_Written request_: Could you reproduce the entries below line for line, without changing anything?

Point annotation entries
▼

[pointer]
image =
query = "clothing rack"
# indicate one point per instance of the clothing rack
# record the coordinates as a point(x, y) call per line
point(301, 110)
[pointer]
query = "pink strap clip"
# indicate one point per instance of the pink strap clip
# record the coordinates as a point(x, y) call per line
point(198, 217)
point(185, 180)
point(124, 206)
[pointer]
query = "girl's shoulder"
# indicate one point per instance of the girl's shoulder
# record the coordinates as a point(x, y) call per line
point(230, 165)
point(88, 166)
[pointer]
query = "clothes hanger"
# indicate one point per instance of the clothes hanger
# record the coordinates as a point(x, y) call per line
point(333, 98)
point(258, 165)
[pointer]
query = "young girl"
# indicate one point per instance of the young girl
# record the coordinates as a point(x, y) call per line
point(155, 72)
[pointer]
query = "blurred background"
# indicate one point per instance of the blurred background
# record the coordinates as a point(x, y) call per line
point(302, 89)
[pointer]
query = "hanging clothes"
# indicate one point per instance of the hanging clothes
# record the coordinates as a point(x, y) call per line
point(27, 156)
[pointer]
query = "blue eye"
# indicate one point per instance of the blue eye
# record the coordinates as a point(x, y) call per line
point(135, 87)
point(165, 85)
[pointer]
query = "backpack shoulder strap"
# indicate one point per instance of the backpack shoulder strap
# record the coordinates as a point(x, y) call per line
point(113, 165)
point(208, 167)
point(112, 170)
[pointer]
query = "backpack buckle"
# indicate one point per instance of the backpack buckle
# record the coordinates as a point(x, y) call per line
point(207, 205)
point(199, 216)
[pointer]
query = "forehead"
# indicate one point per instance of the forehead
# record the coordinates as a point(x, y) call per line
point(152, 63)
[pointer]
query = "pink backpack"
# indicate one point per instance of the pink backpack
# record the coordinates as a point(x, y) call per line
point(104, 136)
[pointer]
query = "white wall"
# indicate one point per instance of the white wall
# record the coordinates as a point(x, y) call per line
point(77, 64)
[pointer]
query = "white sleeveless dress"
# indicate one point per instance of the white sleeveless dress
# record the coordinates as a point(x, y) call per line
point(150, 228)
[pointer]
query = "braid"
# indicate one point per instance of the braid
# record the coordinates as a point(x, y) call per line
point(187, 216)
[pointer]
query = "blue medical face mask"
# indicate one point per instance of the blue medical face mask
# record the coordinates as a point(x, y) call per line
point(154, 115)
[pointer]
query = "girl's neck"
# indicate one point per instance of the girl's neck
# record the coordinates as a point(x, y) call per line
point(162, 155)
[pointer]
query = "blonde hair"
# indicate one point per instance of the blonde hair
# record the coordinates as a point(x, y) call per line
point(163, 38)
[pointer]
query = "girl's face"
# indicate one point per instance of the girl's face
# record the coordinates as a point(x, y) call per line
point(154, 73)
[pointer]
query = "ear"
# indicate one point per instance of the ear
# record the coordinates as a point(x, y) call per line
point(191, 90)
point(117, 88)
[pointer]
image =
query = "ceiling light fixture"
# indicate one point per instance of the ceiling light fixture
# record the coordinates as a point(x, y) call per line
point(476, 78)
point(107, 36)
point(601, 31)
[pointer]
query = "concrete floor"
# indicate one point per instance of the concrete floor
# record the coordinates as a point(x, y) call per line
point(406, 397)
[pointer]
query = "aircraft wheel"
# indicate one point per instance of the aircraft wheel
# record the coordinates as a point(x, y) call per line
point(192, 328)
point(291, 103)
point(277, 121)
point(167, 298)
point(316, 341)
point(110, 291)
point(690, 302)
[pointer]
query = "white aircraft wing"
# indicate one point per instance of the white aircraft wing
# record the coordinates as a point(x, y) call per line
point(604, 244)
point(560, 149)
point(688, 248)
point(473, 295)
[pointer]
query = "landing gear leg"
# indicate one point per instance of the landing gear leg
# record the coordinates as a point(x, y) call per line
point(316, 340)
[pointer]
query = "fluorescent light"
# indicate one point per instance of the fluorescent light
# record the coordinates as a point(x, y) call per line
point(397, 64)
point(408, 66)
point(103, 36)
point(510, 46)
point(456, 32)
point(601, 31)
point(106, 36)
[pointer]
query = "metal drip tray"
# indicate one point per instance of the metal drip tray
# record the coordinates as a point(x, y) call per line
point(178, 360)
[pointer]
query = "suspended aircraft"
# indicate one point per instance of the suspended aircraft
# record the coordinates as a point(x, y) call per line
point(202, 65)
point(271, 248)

▲

_In response_:
[pointer]
image =
query = "clothing rack"
# indicate one point per instance of the clothing rack
# record the coordinates as a point(x, y) call per line
point(301, 110)
[pointer]
query = "pink strap clip"
# indicate one point per instance of the pink strap clip
# record the coordinates as a point(x, y) call per line
point(198, 217)
point(185, 180)
point(124, 206)
[pointer]
query = "girl's shoulder"
# indicate one point per instance of the girl's shoulder
# record the coordinates as a point(x, y) call per line
point(230, 165)
point(88, 166)
[pointer]
query = "clothes hanger"
# indicate one point per instance of the clothes hanger
# record the coordinates as a point(x, y) call per line
point(333, 98)
point(258, 165)
[pointer]
query = "young girl"
# indicate one point per instance of the young girl
# record the coordinates as a point(x, y) call per line
point(155, 72)
[pointer]
query = "blurred background"
# indicate one point per instance of the blurred background
# record the coordinates as a point(x, y) call per line
point(302, 89)
[pointer]
query = "hanging clothes"
# indicate one point per instance of the hanging clothes
# record the coordinates as a point(x, y) call per line
point(27, 156)
[pointer]
query = "blue eye"
# indicate one point per instance of the blue eye
# record the coordinates as a point(x, y) call per line
point(135, 87)
point(165, 85)
[pointer]
query = "backpack shoulder strap"
# indicate one point per instance of the backpack shoulder strap
# record the coordinates as a point(x, y) call per line
point(113, 165)
point(208, 167)
point(112, 170)
[pointer]
query = "backpack buckle"
# indicate one point per instance of the backpack buckle
# record the coordinates as a point(x, y) call per line
point(207, 205)
point(199, 216)
[pointer]
query = "forehead"
# indicate one point per instance of the forehead
# record the coordinates as a point(x, y) call per line
point(152, 63)
[pointer]
query = "pink backpack"
# indicate one point per instance of the pink backpack
# record the coordinates as a point(x, y) call per line
point(104, 136)
[pointer]
query = "white wall"
# indicate one point per instance of the white wall
# record the coordinates as a point(x, y) call per line
point(77, 64)
[pointer]
query = "white sleeveless dress"
# indicate one point per instance of the white sleeveless dress
# record the coordinates as a point(x, y) call per line
point(150, 228)
[pointer]
query = "braid"
# indicate one point per instance of the braid
# record the coordinates as a point(x, y) call per line
point(187, 216)
[pointer]
query = "blue medical face mask"
# indicate one point per instance of the blue medical face mask
# record the coordinates as a point(x, y) call per line
point(154, 115)
[pointer]
query = "girl's neck"
# indicate one point per instance of the girl's neck
# record the coordinates as a point(x, y) call per line
point(162, 155)
[pointer]
query = "blonde hair"
# indicate one point per instance of the blonde hair
# record the coordinates as a point(x, y) call per line
point(163, 38)
[pointer]
query = "girl's face"
# indicate one point per instance of the girl's face
# record the coordinates as a point(x, y) call per line
point(154, 73)
[pointer]
query = "ear"
# indicate one point per instance of the ear
# record the coordinates as a point(x, y) call per line
point(191, 90)
point(117, 88)
[pointer]
image =
query = "ceiling light fixture"
# indicate one point per instance of the ceiling light fixture
# record the coordinates as a point(x, y) call per line
point(476, 78)
point(107, 36)
point(601, 31)
[pointer]
query = "concrete floor"
# indicate one point per instance of the concrete floor
# record the coordinates as a point(x, y) call per line
point(406, 397)
[pointer]
query = "aircraft wheel"
# indicate one point per instance of the aircraft wheel
# record the coordinates as a point(x, y) call per line
point(192, 328)
point(291, 103)
point(277, 121)
point(167, 298)
point(316, 341)
point(110, 291)
point(690, 302)
[pointer]
query = "white aircraft wing"
# indicate one point per instance of the white aircraft wing
# record the coordinates as a point(x, y) call per line
point(604, 244)
point(560, 149)
point(688, 248)
point(473, 295)
[pointer]
query = "landing gear leg"
# indicate one point per instance of the landing gear leg
# record the coordinates as a point(x, y) call per line
point(316, 340)
[pointer]
query = "fluorescent light"
# indicate one point per instance of the fluorescent light
# record the coordinates as a point(x, y) call per line
point(397, 64)
point(408, 66)
point(103, 36)
point(510, 46)
point(456, 32)
point(601, 31)
point(106, 36)
[pointer]
query = "metal drip tray"
# indicate one point per instance of the metal drip tray
# record the coordinates as a point(x, y) call per line
point(178, 360)
[pointer]
query = "suspended aircraft"
# indicate one point per instance of the suspended aircraft
# record the coordinates as a point(x, y) call per line
point(202, 65)
point(271, 248)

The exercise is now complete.